Directives:
1. List every question Quaid puts to calculus19 in his reply in the calculus thread.
2. Reproduce the stretch of the calculus thread from "That expression came" through "on the question.".

Text passage:
Calculus question

[calculus19]

Hey all,

I was wondering if anyone here can help me out with a small problem I'm having regarding this question!

from this equation 8e^-t/3(-1/3t + 1) I'm supposed to find when the acceleration of the body first reaches zero. Can anyone help me out with this? I believe I have to solve for t? However I'm not sure what steps to take!

Any help will be much appreciated!

Thanks

 

[Quaid]

help me out with a small problem I'm having

from this equation 8e^-t/3(-1/3t + 1) I'm supposed to find when the acceleration of the body first reaches zero.

Is this question part of an assignment? Can you explain what the small problem is? (By the way, what is the question statement, including instructions?)

The expression 8e^(-t/3)(-1/3*t + 1) is not an equation, but, if you've been told that acceleration of the body at time t is defined by that expression, then, yes, you set it equal to zero and solve for t.

If you've not been told what acceleration is, from where did that expression come?

I've made assumptions, about the order of operations, shown in red.

8e^(-t/3)(-1/3*t + 1) = 0

If this is the correct equation, for the endeavor, then note that this equation shows that some product of two numbers is zero.

The first number is 8*e^(-t/3) and the second number is (-1/3*t + 1).

If you're familiar with the exponential function e^x, then you know that 8*e^(-t/3) is always a positive number (i.e., never zero).

So, look what we have in that equation: a positive number 8e^(-t/3) multiplied by the number (-1/3*t+1) equals zero.

Use the Zero-Product Property, to solve for t (remember the property -- if two numbers multiply to make zero, then at least one of them is zero).

Cheers

 

[calculus19]

Is this question part of an assignment? Can you explain what the small problem is? (By the way, what is the question statement, including instructions?)

The expression 8e^(-t/3)(-1/3*t + 1) is not an equation, but, if you've been told that acceleration of the body at time t is defined by that expression, then, yes, you set it equal to zero and solve for t.

If you've not been told what acceleration is, from where did that expression come?

I've made assumptions, about the order of operations, shown in red.

8e^(-t/3)(-1/3*t + 1) = 0

If this is the correct equation, for the endeavor, then note that this equation shows that some product of two numbers is zero.

The first number is 8*e^(-t/3) and the second number is (-1/3*t + 1).

If you're familiar with the exponential function e^x, then you know that 8*e^(-t/3) is always a positive number (i.e., never zero).

So, look what we have in that equation: a positive number 8e^(-t/3) multiplied by the number (-1/3*t+1) equals zero.

Use the Zero-Product Property, to solve for t (remember the property -- if two numbers multiply to make zero, then at least one of them is zero).

Cheers

Hi Quaid,

Thank you for taking the time to respond and clearing this issue up for me.

That expression came from an equation which I approached and worked through by using the product rule.

As you have shared some light into the correct action that I need to take, there's no need elaborate further on the question.

Many thanks!

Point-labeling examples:
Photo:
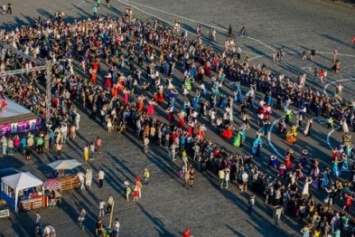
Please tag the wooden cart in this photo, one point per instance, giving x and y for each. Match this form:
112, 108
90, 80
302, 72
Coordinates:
69, 182
34, 203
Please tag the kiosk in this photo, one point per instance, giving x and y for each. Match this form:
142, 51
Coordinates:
22, 190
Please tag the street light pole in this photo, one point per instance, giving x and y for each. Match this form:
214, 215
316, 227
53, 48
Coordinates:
48, 78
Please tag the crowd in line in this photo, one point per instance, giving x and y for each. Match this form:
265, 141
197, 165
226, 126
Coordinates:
141, 56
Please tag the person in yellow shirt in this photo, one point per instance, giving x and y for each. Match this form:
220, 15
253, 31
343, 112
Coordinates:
146, 176
317, 232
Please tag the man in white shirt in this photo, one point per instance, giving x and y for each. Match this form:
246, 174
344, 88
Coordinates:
101, 177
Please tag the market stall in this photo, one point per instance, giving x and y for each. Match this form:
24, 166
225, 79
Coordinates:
53, 196
67, 181
23, 191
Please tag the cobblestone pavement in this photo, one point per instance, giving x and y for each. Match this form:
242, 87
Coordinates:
166, 207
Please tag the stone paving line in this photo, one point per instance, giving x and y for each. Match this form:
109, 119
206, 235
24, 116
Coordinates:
341, 3
158, 214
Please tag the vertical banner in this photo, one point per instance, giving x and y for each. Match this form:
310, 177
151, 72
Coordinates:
23, 126
14, 127
5, 129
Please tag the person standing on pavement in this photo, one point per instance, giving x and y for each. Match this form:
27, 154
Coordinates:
102, 208
98, 144
94, 11
101, 177
110, 202
230, 32
38, 219
313, 53
251, 204
99, 228
335, 55
88, 178
146, 176
139, 186
146, 144
86, 153
81, 178
81, 219
9, 8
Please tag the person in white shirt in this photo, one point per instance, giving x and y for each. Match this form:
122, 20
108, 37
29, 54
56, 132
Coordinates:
101, 177
102, 208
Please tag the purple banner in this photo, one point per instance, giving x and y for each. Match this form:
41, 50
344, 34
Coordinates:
23, 126
38, 123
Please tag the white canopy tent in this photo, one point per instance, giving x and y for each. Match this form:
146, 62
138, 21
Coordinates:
64, 164
19, 182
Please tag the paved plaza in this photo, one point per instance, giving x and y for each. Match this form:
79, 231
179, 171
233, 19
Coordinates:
166, 207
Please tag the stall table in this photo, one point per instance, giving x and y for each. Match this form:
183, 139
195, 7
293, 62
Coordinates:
69, 182
33, 203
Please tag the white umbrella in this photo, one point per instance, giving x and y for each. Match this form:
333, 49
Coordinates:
64, 164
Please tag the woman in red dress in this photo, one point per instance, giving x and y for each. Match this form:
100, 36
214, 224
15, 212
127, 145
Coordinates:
227, 133
181, 123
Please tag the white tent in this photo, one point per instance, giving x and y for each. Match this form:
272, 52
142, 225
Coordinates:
64, 164
19, 182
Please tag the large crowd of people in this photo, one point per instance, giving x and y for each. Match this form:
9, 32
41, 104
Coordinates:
137, 61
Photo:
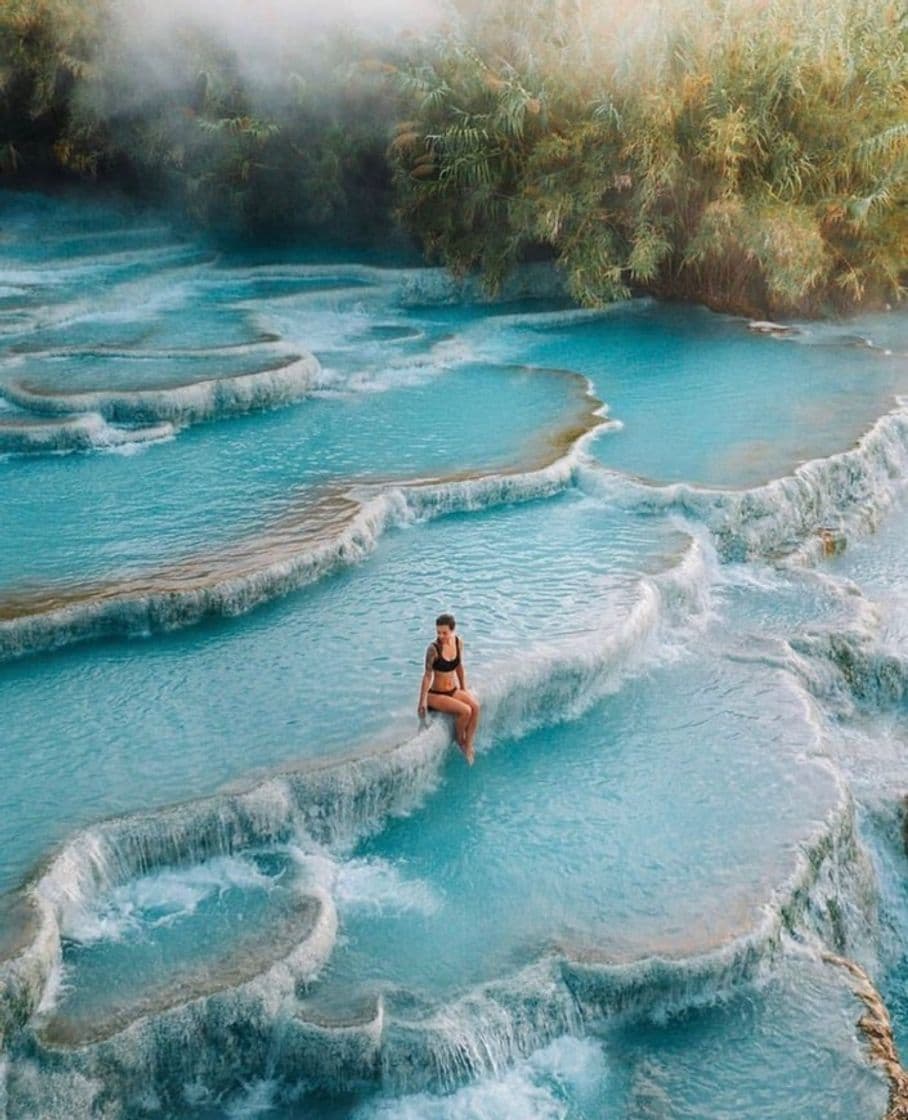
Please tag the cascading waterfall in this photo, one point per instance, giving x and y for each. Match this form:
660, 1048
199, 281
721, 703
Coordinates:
673, 652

Task-by-task solutions:
1.
- Is this question part of an assignment?
- Can you explain what the small problem is?
- By the way, what is the question statement, including instructions?
- If you've not been told what acceleration is, from where did that expression come?

2.
That expression came from an equation which I approached and worked through by using the product rule.

As you have shared some light into the correct action that I need to take, there's no need elaborate further on the question.